_Entries provided:_
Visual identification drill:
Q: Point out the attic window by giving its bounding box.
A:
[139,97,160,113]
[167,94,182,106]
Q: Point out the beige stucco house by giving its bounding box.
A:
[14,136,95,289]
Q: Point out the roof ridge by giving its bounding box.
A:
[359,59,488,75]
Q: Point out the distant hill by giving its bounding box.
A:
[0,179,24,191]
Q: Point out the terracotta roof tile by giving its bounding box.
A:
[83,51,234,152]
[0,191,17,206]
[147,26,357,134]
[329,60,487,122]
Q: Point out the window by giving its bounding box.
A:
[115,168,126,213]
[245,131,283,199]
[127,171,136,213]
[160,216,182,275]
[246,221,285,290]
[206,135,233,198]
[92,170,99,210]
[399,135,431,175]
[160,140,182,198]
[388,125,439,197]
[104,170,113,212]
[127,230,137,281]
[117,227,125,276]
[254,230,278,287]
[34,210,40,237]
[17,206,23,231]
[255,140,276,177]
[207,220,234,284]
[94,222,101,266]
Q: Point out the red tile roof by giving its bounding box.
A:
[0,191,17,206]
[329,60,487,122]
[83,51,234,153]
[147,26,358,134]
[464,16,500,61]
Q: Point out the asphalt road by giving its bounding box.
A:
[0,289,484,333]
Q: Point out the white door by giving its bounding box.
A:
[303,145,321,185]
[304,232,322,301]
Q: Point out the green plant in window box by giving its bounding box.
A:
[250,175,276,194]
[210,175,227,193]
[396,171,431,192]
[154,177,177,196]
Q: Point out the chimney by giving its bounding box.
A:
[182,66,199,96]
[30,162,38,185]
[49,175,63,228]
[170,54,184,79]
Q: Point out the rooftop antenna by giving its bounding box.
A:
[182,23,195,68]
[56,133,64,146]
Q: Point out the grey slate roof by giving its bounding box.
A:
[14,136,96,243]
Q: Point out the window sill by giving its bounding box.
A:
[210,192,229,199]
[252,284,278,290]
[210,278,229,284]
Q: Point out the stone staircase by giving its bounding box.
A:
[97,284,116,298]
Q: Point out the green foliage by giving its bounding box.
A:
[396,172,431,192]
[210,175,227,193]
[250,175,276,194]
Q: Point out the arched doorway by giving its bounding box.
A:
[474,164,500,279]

_Exercise:_ Can you format the part of the listing that opens with the line containing "Q: Point out the arched" and runs to the end of the listing as a JSON list of strings, with one string per line and blank lines omitted?

_Final result:_
[
  "Q: Point out the arched doorway by giving its bounding box.",
  "A:",
  "[474,164,500,279]"
]